What is required
Find every line in the items below that contains the word "branch", and copy each of those lines in full.

Input data

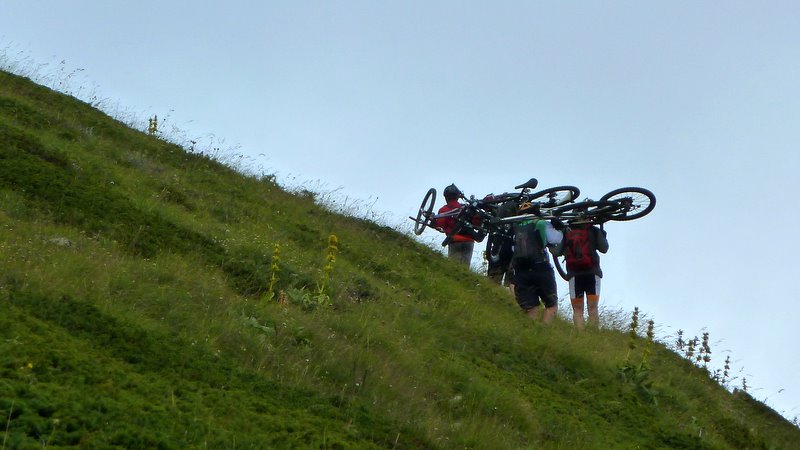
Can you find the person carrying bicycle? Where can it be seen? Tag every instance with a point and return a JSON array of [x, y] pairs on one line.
[[534, 278], [461, 244], [582, 241]]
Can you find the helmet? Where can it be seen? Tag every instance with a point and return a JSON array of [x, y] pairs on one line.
[[452, 192]]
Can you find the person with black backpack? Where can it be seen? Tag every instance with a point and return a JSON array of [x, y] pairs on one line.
[[462, 243], [581, 244], [534, 278]]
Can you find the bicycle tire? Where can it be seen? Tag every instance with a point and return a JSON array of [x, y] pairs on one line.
[[425, 211], [593, 211], [635, 202], [556, 196]]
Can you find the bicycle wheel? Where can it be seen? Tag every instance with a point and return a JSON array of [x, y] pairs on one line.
[[635, 202], [425, 211], [588, 211], [555, 196]]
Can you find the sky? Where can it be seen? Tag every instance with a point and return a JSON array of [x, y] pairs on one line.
[[376, 102]]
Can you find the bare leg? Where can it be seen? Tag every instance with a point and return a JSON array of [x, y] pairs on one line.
[[533, 313], [592, 301], [549, 314], [577, 312]]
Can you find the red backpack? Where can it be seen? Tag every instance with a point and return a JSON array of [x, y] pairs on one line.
[[579, 249]]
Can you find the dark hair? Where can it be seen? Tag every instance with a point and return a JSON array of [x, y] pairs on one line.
[[452, 192]]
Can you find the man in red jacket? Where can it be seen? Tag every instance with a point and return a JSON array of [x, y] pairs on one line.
[[461, 245]]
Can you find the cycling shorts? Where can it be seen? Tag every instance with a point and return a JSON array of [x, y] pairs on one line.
[[584, 283]]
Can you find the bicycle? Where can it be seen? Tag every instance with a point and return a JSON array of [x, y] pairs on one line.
[[478, 216]]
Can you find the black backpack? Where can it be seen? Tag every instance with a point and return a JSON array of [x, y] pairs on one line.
[[528, 245]]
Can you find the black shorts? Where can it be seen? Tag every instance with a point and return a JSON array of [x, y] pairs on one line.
[[534, 285], [584, 283]]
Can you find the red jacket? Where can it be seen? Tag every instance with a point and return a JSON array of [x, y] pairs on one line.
[[447, 224]]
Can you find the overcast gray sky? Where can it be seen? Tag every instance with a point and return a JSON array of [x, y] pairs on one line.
[[697, 101]]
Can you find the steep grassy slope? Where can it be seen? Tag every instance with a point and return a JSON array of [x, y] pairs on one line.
[[136, 313]]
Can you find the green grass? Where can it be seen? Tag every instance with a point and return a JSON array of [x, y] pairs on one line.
[[133, 282]]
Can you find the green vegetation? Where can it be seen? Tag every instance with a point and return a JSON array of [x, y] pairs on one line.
[[151, 297]]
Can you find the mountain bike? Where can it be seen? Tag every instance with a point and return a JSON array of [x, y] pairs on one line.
[[478, 217], [623, 204]]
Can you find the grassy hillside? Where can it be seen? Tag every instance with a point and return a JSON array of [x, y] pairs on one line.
[[154, 298]]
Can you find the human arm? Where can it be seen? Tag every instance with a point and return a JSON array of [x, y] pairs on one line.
[[602, 241]]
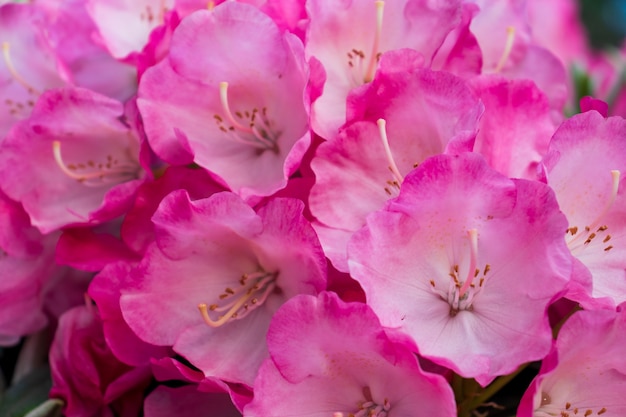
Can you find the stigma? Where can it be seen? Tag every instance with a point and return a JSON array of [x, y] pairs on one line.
[[397, 177], [361, 67], [461, 293], [249, 127], [508, 47], [597, 233]]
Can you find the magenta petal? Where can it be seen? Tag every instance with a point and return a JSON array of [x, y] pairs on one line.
[[332, 357], [462, 304]]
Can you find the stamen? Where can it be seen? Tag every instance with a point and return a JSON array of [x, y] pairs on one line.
[[253, 291], [104, 176], [508, 47], [371, 66], [615, 176], [259, 140], [382, 129], [16, 76], [473, 235]]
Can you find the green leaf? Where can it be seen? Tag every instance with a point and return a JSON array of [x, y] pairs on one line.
[[27, 394]]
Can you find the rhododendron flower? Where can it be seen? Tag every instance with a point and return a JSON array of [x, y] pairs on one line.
[[88, 64], [28, 65], [216, 112], [584, 167], [125, 25], [516, 127], [426, 113], [83, 164], [585, 373], [235, 265], [466, 261], [348, 38], [86, 375], [26, 266], [329, 358]]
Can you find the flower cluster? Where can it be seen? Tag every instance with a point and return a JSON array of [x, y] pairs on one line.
[[357, 208]]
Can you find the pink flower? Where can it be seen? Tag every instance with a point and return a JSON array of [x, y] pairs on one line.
[[86, 375], [329, 358], [516, 127], [28, 65], [426, 112], [585, 166], [348, 38], [585, 373], [125, 25], [466, 261], [83, 164], [211, 109], [234, 264], [26, 267]]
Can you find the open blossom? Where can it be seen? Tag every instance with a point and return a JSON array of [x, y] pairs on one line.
[[213, 110], [516, 127], [125, 25], [348, 38], [26, 266], [235, 265], [585, 373], [329, 358], [466, 261], [585, 167], [83, 164], [356, 172], [28, 64]]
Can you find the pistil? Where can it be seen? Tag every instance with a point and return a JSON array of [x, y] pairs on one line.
[[472, 271], [252, 291], [508, 47], [596, 230], [97, 174], [252, 136], [382, 129]]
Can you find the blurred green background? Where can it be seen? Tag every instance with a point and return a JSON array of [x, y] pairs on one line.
[[605, 21]]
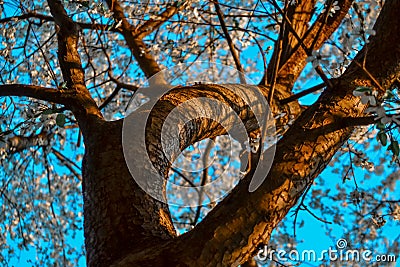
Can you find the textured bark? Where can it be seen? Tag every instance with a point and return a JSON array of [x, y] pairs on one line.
[[231, 232], [126, 227]]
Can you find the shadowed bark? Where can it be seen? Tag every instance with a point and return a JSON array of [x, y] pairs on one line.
[[126, 227]]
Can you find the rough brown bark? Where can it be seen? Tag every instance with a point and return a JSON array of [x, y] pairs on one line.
[[126, 227], [231, 232]]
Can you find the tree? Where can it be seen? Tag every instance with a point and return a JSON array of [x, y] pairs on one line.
[[75, 64]]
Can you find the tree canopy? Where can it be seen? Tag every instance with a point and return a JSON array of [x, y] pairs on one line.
[[89, 90]]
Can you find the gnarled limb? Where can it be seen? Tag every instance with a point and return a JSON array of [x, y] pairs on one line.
[[231, 232]]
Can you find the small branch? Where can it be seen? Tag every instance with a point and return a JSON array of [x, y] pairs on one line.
[[277, 60], [67, 163], [145, 59], [70, 62], [110, 98], [230, 42]]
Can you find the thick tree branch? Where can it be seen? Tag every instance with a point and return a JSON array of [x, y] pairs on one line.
[[145, 59], [228, 38], [231, 232]]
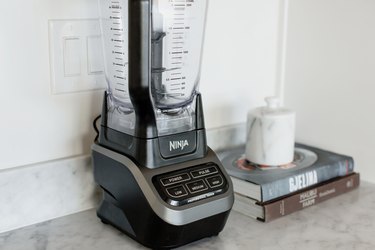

Output
Can you find the small branch? Where can it be seen? Tag every instance with a point and return a JSON array of [x, y] pairs on one line.
Can you find the thick tree branch? Where can it be seen? Tag every instance with a point and return a JSON array of [x, y] pairs on one line.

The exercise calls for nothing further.